Brano da leggere –

○ ○ ○

Al sesto posto Previsioni del tempo, libro ambientato sull’Appennino emiliano che parla di rifiuti e corruzione. Forse non è una delle migliori opere del collettivo ma credo che contenga delle massime molto belle che, personalmente, ho annotato sul mio diario.
Le strade si erano fatte più distanti; ne percepiva eco e odori, però, sensazione nelle viscere, grumo nero mosso dalla disperazione. La città, disperazione organizzata, muoveva membra, articolava parole, accoglieva alcuni come un grembo, altri li sputava fuori, come semi d’uva. (Wu Ming, Previsioni del tempo, Einaudi)

Settimo posto per Bourdain, il famoso chef di New York. Kitchen confidential è un libro leggero, divertente, scorrevole. Mi piace come si esprime Bourdain, è leggero e usa parolacce in ogni frase.
Se ti offendi facilmente per degli insulti diretti sulle tue origini, le circostanze della tua nascita, la tua sessualità, il tuo asptto, la possibilità che i tuoi genitori si siano accoppiati con degli animali, allora il mondo della ristorazione non fa per te. Poniamo invece che tu veramente succhi cazzi, lo ‘prendi nel culo’: ciò non pregiudica la tua sopravvivenza. A nessuno importa veramente. (Anthony Bourdain, Kitchen Confidential, Feltrinelli)

Ottavo posto Giuseppe Rizzo con Piccola guerra lampo per radere al suolo la Sicilia.

○ ○ ○

I dati –
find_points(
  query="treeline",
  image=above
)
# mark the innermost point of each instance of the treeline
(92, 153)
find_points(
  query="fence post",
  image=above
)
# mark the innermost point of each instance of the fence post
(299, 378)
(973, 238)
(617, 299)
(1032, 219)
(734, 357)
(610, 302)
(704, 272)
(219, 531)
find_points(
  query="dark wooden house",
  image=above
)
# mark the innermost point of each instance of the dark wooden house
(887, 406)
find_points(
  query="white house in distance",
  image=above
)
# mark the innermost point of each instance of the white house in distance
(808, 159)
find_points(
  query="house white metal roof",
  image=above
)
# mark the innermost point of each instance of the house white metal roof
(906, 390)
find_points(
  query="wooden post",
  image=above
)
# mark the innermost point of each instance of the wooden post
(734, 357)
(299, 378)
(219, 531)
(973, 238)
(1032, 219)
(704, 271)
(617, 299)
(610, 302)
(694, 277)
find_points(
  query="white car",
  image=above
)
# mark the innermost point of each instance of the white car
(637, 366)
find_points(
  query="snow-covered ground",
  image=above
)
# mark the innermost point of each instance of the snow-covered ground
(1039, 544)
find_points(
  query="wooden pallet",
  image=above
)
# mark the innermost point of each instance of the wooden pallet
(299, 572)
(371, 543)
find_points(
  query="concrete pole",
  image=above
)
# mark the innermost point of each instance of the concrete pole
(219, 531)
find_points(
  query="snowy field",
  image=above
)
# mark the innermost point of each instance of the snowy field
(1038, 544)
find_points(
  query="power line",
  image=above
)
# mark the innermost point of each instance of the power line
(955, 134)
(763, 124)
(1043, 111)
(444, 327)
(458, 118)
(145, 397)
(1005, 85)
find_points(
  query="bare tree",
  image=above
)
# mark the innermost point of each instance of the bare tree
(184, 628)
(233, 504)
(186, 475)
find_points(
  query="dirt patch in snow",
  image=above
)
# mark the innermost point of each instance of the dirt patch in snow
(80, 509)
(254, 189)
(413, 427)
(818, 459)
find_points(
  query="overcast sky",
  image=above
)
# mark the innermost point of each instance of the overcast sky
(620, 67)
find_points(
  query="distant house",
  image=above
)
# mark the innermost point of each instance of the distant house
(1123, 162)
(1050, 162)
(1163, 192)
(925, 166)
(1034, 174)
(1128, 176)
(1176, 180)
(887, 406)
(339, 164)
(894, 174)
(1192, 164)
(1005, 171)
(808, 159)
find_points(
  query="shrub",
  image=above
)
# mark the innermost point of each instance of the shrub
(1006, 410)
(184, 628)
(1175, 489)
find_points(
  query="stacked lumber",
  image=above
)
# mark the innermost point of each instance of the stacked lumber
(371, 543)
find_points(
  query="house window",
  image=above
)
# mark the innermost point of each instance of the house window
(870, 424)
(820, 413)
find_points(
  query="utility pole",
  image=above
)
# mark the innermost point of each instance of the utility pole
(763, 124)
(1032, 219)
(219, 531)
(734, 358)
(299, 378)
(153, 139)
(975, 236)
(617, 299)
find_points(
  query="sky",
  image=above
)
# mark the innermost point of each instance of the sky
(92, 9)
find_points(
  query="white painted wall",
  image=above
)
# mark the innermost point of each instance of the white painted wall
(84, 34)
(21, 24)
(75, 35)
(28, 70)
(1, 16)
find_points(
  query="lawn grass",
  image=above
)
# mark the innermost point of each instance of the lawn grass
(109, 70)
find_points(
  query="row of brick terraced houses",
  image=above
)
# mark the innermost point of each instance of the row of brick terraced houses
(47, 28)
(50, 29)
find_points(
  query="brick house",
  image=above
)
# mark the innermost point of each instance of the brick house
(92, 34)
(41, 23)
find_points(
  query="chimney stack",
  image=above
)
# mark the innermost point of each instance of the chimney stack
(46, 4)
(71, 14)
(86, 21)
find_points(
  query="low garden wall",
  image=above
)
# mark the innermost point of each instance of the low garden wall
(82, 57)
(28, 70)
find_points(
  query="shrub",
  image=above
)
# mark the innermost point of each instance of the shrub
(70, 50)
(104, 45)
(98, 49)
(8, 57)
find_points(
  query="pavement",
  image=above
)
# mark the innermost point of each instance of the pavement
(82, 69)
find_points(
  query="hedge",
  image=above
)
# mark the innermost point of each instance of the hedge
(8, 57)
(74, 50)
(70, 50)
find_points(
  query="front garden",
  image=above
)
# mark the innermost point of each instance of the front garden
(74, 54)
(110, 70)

○ ○ ○

Consegna 1 –
Risponda alle seguenti domande sul brano da leggere:
(a) In quale zona è ambientato il libro classificato al sesto posto?
(b) Di quale città è lo chef Bourdain?
(c) Quale libro di Giuseppe Rizzo occupa l'ottavo posto?
Consegna 2 – Ripeti il passo del brano da leggere a partire da "Al sesto posto" e fino a "del tempo, Einaudi)".

Risposta 1 –
(a) Sull'Appennino emiliano.
(b) Di New York.
(c) Piccola guerra lampo per radere al suolo la Sicilia.

Risposta 2 –
Al sesto posto Previsioni del tempo, libro ambientato sull’Appennino emiliano che parla di rifiuti e corruzione. Forse non è una delle migliori opere del collettivo ma credo che contenga delle massime molto belle che, personalmente, ho annotato sul mio diario.
Le strade si erano fatte più distanti; ne percepiva eco e odori, però, sensazione nelle viscere, grumo nero mosso dalla disperazione. La città, disperazione organizzata, muoveva membra, articolava parole, accoglieva alcuni come un grembo, altri li sputava fuori, come semi d’uva. (Wu Ming, Previsioni del tempo, Einaudi)